* PROVIDED PASSAGE:

Former Minneapolis police officer Derek Chauvin will seek to have his conviction and sentence for the 2020 murder of George Floyd thrown out Wednesday on the grounds that his high-profile trial was tainted by adverse publicity.

Chauvin's video-recorded killing of Floyd by pressing his knee to the detained African-American man's neck sparked nationwide demonstrations and riots over police mistreatment of blacks.

Chauvin, who is white, was convicted in a Minnesota state trial for murder, and sentenced in June last year to 22 and one-half years in prison.

That is the case he is appealing.

He separately pleaded guilty to federal charges of civil rights violations and in July 2022 received 20 years in prison – a sentence that won't be affected by the appeal of the murder charge.

The Minnesota Court of Appeals will hear opening arguments Wednesday in Chauvin's appeal of the murder conviction.

Chauvin and three other officers with him were arrested after a bystander recorded him holding Floyd to the ground and pressing his knee to his neck after detaining the 46-year-old man for allegedly using a counterfeit banknote to buy cigarettes.

After some nine minutes Floyd lost consciousness and was later pronounced dead.

The recording of the incident sparked outrage and national protests under the banner "Black Lives Matter."

In his appeal filing, Chauvin, 46, argued that the jury could not have been impartial because of the immense publicity around the case, and so his trial was not fair.

"Pretrial publicity coupled with threats of violence poisoned the jury," Chauvin's appeal said.

"The media publicity was pervasive, and overwhelmingly hostile to Chauvin and police in general," it said.

* DATA SECTION:
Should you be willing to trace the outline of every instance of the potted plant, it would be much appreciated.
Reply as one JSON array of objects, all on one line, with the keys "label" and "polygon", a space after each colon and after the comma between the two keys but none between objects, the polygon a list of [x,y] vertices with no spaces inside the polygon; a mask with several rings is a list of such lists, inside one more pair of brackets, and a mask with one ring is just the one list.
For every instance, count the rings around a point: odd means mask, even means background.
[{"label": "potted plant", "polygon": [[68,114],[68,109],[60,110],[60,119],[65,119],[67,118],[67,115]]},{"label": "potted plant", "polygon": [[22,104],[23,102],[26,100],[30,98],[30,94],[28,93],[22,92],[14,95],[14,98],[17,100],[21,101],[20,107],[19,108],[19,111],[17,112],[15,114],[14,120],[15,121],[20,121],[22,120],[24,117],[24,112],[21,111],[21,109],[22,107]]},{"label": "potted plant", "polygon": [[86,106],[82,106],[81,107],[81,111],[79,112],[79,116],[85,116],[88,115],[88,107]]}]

* WORK TO DO:
1 > Using the article on Derek Chauvin's appeal, answer yes or no to each statement and quote the words that decide it: (a) The appeal of the murder conviction will affect Chauvin's federal sentence. (b) Floyd was detained for allegedly using a counterfeit banknote to buy cigarettes. (c) Chauvin received 20 years in prison in the Minnesota state trial.
2 > According to the article on Derek Chauvin's appeal, which court will hear opening arguments in the appeal of his murder conviction?
The lines that come after the text have nothing to do with it.

* ANSWERS GIVEN:
1 >
(a) No: "a sentence that won't be affected by the appeal of the murder charge."
(b) Yes: "after detaining the 46-year-old man for allegedly using a counterfeit banknote to buy cigarettes."
(c) No: "sentenced in June last year to 22 and one-half years in prison."

2 > The Minnesota Court of Appeals.